■ READING PASSAGE:
Tunis Travel Information
Local time in Tunisia is GMT +1 (GMT +2 from the last Sunday in March to the last Sunday in October).
Electrical current in Tunisia is 230 volts, 50Hz. Round European-style, two-pin plugs are used.
The overwhelming majority of people in Tunisia speak Arabic and French. English is taught in all schools and is increasingly spoken especially by younger people. Some German and Italian is also spoken.
No vaccinations are recommended for Tunisia and no serious health risks exist, but all travellers are required to show a yellow fever certificate if coming from an infected area. Travellers' diarrhoea and other parasitic infections may be contracted, but is unlikely in the modern seaside resorts. Visitors travelling outside these resorts should ensure they drink only boiled, purified water and eat well-cooked food. All medical expenses must be paid for immediately after treatment in Tunisia, and costs can be quite high. The availability of medication is limited. Visitors should bring adequate supplies of their own medication. Health insurance is a necessity.
Tipping is not a requirement in Tunisia but appreciated for good service in local establishments. Most people performing a useful service will wait to be tipped. Waiters in resort and hotel restaurants expect a tip of around 10 percent.

■ EXTRACTED ENTRIES:
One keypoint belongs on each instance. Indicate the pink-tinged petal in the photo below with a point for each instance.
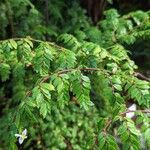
(24, 132)
(20, 140)
(17, 135)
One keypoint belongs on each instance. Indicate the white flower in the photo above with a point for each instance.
(22, 136)
(132, 108)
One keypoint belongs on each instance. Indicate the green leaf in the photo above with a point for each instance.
(13, 43)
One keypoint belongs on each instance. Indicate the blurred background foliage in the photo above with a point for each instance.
(45, 20)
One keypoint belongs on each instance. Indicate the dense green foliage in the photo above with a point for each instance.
(71, 93)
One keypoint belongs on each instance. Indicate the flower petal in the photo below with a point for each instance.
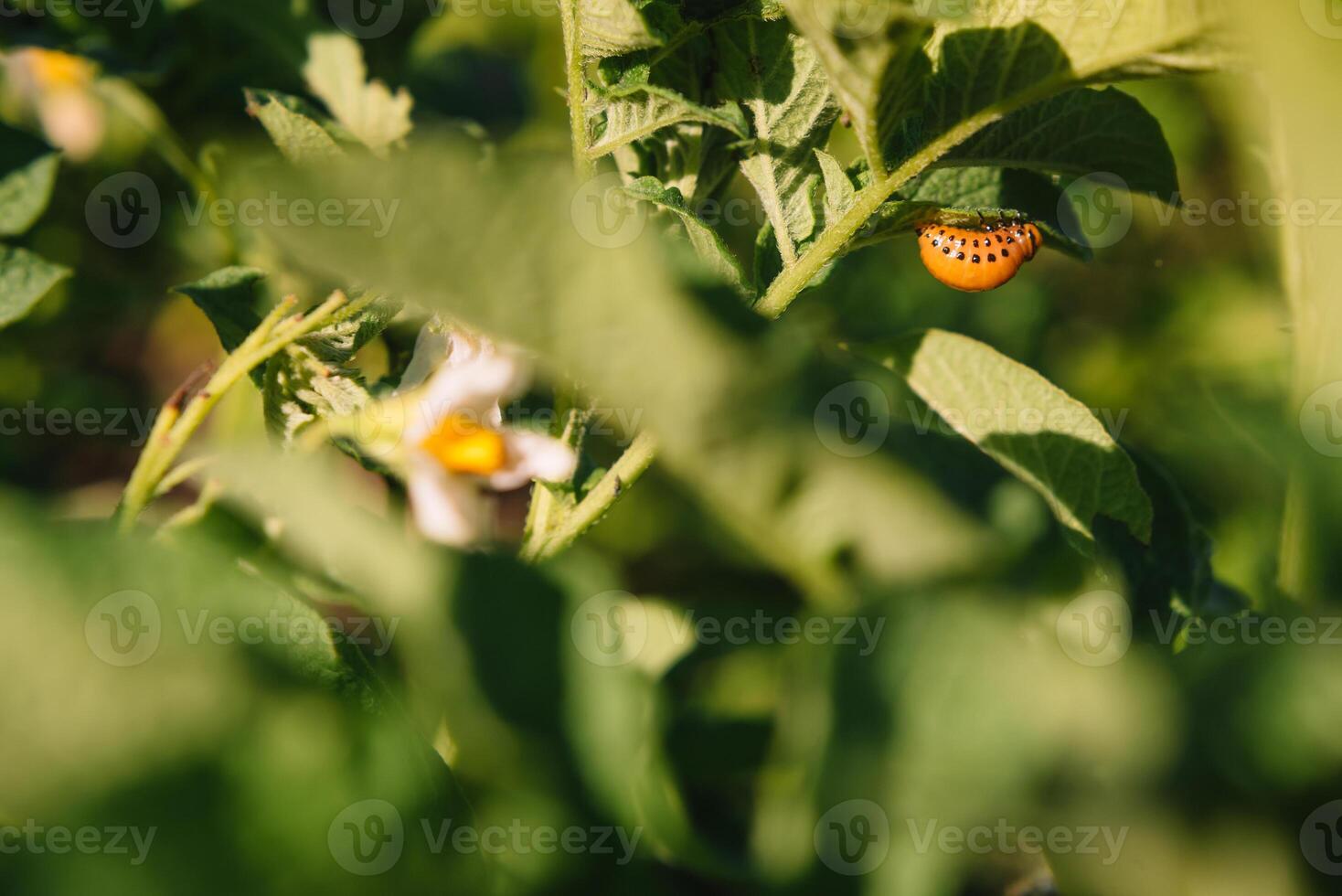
(532, 455)
(447, 508)
(473, 388)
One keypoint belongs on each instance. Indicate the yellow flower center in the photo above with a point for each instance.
(463, 445)
(55, 70)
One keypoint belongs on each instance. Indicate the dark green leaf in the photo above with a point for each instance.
(27, 173)
(1027, 424)
(25, 278)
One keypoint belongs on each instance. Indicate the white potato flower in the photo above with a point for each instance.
(456, 450)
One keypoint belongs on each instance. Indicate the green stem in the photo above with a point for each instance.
(181, 416)
(570, 22)
(545, 505)
(633, 463)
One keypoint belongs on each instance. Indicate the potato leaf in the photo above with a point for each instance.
(1027, 424)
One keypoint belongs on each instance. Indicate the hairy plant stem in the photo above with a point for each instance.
(582, 165)
(188, 408)
(570, 525)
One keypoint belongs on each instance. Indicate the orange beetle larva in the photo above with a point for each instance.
(977, 258)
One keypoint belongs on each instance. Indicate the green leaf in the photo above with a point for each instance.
(1137, 37)
(839, 191)
(968, 196)
(310, 379)
(297, 134)
(1175, 571)
(229, 298)
(616, 27)
(27, 175)
(696, 158)
(336, 74)
(25, 278)
(1081, 132)
(729, 420)
(1027, 424)
(643, 101)
(780, 80)
(300, 387)
(706, 241)
(878, 78)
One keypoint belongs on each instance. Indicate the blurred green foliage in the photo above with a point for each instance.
(472, 689)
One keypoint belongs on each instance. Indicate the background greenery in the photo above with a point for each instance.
(1203, 339)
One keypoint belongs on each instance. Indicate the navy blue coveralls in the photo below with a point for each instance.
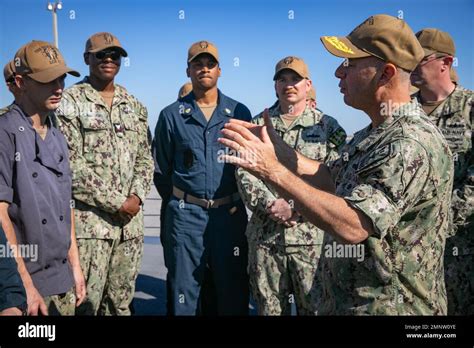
(205, 248)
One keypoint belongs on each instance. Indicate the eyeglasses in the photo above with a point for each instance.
(436, 57)
(114, 55)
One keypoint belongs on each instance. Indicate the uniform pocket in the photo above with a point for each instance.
(96, 134)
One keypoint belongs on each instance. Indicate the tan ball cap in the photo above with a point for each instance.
(41, 61)
(436, 41)
(201, 47)
(9, 71)
(292, 63)
(100, 41)
(185, 89)
(383, 36)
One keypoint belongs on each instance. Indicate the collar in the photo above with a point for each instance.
(224, 110)
(94, 96)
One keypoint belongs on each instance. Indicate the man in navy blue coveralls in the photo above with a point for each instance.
(203, 236)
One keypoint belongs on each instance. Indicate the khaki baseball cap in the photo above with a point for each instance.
(41, 61)
(100, 41)
(311, 94)
(292, 63)
(185, 89)
(436, 41)
(201, 47)
(9, 70)
(382, 36)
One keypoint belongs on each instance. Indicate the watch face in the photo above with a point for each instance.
(23, 308)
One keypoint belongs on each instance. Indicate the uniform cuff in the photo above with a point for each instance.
(6, 193)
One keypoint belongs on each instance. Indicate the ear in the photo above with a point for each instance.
(447, 63)
(20, 82)
(388, 72)
(86, 58)
(309, 84)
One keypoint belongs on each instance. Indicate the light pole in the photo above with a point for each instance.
(54, 7)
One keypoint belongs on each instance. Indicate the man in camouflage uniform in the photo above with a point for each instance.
(449, 106)
(9, 75)
(388, 195)
(283, 257)
(106, 130)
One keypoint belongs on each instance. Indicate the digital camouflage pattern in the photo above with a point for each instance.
(110, 285)
(110, 159)
(62, 304)
(282, 259)
(400, 175)
(455, 118)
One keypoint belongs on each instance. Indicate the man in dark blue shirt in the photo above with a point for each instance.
(35, 185)
(12, 292)
(203, 235)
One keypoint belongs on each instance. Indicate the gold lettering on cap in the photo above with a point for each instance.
(341, 46)
(108, 38)
(49, 52)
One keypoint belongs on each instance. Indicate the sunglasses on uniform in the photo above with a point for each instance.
(431, 58)
(114, 55)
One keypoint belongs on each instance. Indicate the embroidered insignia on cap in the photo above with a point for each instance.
(341, 46)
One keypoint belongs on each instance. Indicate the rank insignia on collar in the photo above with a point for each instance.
(119, 129)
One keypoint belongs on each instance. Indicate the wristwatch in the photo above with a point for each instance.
(23, 308)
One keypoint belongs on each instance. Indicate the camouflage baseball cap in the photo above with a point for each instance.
(201, 47)
(382, 36)
(292, 63)
(9, 71)
(311, 94)
(41, 61)
(436, 41)
(185, 89)
(101, 41)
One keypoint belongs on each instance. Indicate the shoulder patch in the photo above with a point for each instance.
(338, 138)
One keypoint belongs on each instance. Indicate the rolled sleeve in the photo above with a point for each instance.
(377, 206)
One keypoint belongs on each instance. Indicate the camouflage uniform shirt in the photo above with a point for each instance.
(313, 134)
(400, 176)
(110, 158)
(455, 118)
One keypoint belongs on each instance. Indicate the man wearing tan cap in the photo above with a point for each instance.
(311, 98)
(204, 231)
(450, 107)
(9, 75)
(185, 90)
(106, 131)
(284, 250)
(384, 203)
(35, 184)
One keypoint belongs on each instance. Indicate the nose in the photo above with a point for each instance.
(58, 84)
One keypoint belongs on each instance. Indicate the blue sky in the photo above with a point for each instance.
(254, 33)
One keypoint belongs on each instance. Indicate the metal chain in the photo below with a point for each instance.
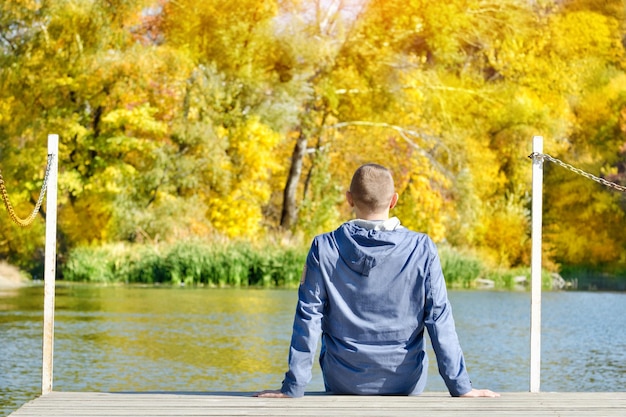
(578, 171)
(7, 203)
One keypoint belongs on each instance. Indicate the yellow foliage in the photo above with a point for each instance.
(238, 211)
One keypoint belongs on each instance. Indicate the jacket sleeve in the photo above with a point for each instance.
(307, 326)
(440, 325)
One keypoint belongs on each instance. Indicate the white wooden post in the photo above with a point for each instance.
(535, 267)
(50, 266)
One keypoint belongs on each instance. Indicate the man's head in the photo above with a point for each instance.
(372, 192)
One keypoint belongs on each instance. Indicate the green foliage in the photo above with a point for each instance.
(187, 263)
(179, 120)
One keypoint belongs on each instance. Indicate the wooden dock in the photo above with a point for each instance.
(154, 404)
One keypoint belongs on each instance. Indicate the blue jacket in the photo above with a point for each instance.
(370, 294)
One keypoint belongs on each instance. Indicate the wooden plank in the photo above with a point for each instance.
(153, 404)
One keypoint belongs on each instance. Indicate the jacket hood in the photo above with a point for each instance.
(363, 245)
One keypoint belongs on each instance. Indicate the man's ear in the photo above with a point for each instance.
(349, 198)
(394, 201)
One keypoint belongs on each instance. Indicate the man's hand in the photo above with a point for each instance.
(480, 393)
(274, 393)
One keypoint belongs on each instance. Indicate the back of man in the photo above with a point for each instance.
(374, 288)
(370, 288)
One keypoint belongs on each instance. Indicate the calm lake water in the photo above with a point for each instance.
(198, 339)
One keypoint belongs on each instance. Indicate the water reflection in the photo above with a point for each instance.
(164, 339)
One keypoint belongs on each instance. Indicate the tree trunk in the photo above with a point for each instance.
(289, 214)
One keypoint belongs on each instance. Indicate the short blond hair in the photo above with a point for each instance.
(372, 188)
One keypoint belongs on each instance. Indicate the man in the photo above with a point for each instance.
(370, 288)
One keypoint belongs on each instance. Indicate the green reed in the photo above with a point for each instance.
(187, 263)
(242, 264)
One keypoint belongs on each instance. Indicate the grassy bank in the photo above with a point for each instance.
(241, 265)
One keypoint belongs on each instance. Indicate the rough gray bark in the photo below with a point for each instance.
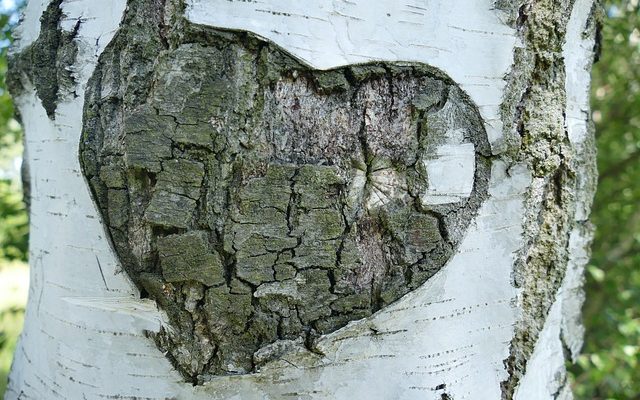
(280, 215)
(261, 203)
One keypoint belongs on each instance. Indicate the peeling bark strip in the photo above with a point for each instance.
(262, 203)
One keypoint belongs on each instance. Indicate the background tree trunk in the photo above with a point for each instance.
(492, 317)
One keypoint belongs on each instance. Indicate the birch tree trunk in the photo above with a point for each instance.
(325, 200)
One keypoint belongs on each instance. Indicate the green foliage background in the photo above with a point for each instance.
(610, 365)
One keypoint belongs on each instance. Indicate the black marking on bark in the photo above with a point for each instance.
(46, 62)
(102, 273)
(236, 185)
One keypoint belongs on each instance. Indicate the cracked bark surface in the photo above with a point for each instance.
(259, 202)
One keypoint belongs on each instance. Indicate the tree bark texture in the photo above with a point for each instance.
(243, 199)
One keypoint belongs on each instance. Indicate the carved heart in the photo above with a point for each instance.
(257, 200)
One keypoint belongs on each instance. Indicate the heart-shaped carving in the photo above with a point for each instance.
(257, 200)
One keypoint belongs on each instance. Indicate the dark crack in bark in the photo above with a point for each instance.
(262, 203)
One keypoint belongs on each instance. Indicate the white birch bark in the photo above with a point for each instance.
(84, 330)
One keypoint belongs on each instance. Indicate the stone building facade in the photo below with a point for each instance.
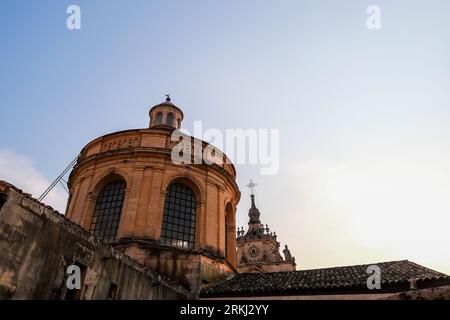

■ EXERCISE INSTRUCTIONS:
Please return the complete Tunis travel information text, word for word and without any changes.

■ WRITTEN RESPONSE:
Tunis Travel Information
Local time in Tunisia is GMT +1 (GMT +2 from the last Sunday in March to the last Sunday in October).
Electrical current in Tunisia is 230 volts, 50Hz. Round European-style, two-pin plugs are used.
The overwhelming majority of people in Tunisia speak Arabic and French. English is taught in all schools and is increasingly spoken especially by younger people. Some German and Italian is also spoken.
No vaccinations are recommended for Tunisia and no serious health risks exist, but all travellers are required to show a yellow fever certificate if coming from an infected area. Travellers' diarrhoea and other parasitic infections may be contracted, but is unlikely in the modern seaside resorts. Visitors travelling outside these resorts should ensure they drink only boiled, purified water and eat well-cooked food. All medical expenses must be paid for immediately after treatment in Tunisia, and costs can be quite high. The availability of medication is limited. Visitors should bring adequate supplies of their own medication. Health insurance is a necessity.
Tipping is not a requirement in Tunisia but appreciated for good service in local establishments. Most people performing a useful service will wait to be tipped. Waiters in resort and hotel restaurants expect a tip of around 10 percent.